### The task
Exactly as given, write out all the entries again.

### Record excerpts
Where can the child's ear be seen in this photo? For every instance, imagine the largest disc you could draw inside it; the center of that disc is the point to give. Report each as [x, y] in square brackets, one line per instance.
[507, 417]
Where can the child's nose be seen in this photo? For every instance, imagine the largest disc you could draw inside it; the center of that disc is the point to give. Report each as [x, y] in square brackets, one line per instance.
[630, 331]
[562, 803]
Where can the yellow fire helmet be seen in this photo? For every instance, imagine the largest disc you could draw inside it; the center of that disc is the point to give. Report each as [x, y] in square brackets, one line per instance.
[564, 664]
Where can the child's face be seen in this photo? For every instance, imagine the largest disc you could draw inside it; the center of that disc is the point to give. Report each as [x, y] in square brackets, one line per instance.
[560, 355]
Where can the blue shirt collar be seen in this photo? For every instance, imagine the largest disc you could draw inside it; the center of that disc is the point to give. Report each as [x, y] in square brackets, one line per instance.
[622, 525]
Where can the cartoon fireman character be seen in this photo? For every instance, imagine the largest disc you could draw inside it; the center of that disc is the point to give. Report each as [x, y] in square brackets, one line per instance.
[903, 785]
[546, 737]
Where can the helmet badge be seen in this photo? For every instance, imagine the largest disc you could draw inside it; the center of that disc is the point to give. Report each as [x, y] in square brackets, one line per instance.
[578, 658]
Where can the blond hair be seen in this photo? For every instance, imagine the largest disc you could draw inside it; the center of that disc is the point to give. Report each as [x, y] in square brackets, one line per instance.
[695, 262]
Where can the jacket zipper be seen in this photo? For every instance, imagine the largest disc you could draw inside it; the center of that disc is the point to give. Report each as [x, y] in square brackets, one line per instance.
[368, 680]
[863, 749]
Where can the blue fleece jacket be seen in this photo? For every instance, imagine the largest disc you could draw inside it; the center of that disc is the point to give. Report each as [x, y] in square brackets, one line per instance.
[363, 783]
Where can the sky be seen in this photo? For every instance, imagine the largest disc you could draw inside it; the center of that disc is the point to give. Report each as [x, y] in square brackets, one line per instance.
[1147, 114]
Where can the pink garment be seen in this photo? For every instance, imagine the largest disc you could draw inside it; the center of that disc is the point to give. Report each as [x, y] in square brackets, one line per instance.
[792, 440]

### Your response
Where can the child's ear be seen in this photo? For every instance, imagine the largest disc you could draw inside it; the center of that disc is the point to give. Report each as [x, y] in square brackets, one line per instance.
[507, 417]
Where can the child's nose be seen in this photo? For every instance, imagine the largest disc you could draw inside it; the center of that disc is the point to give. Report each as [x, y] in square brackets, one line per instance.
[630, 331]
[562, 803]
Where can the yellow fire helmet be seen in this photo? For every instance, imagine the largest disc you could draw inside it; the center of that disc is the point to give. Report each as [x, y] in square brackets, one line per instance.
[564, 664]
Where can the child's face be seen in this photo? For every instance, imagine the largest disc you could draw inside it; the center of that disc is the point to give. Report each as [x, y] in square brackets, one line per instance.
[560, 355]
Where can the blue shirt collar be seen in this photo? For every instance, imagine the largest disc you could draw inside it; the center of that disc is the point to give. Report each as [x, y] in square brackets, one line per instance.
[622, 525]
Where can the cartoon fireman character be seen in this photo? For every instance, imagine the largest disc you could draw inside it; the center of that disc is the point to give. Report each as [x, y] in square brackets, one line per instance.
[903, 785]
[546, 737]
Where can the helmet badge be seen in this photo? For every instance, imagine the largest disc you could draw inside it; the center of that disc is the point to give. Report each as [x, y] in square brackets, one line per instance.
[578, 658]
Where can the blond hair be seen in this photo? For every instance, imagine the largest disc you could draw inside it; the center of that disc is the point to give. Report each as [x, y] in square brackets, one line per instance.
[695, 262]
Where can the jacket zipper be seen in this photo? For every instance, imagine the largest disc you could draw inside it; the center of that disc is the point to give. Report each as [x, y] in square brackets, one line per instance.
[368, 680]
[863, 749]
Where can the blue fleece jacket be seen in this photo? For every instance, imagine the largest disc you could draw inside it; the center of that disc is the point to give. Report each as [x, y] in square brackets, one line per instance.
[363, 783]
Where can the sky be seen in this photo? For every instance, imagine the largest disc you could draw inside it; the center of that disc is the point to give. Report each as [x, y] in square brackets, one line per instance.
[1147, 114]
Where can the pink garment be seen in this photo? For every instance, imagine the largest disc you could draw inside it; the center of that disc is the point to give. Report each as [x, y] in square brackets, one line per instance.
[792, 440]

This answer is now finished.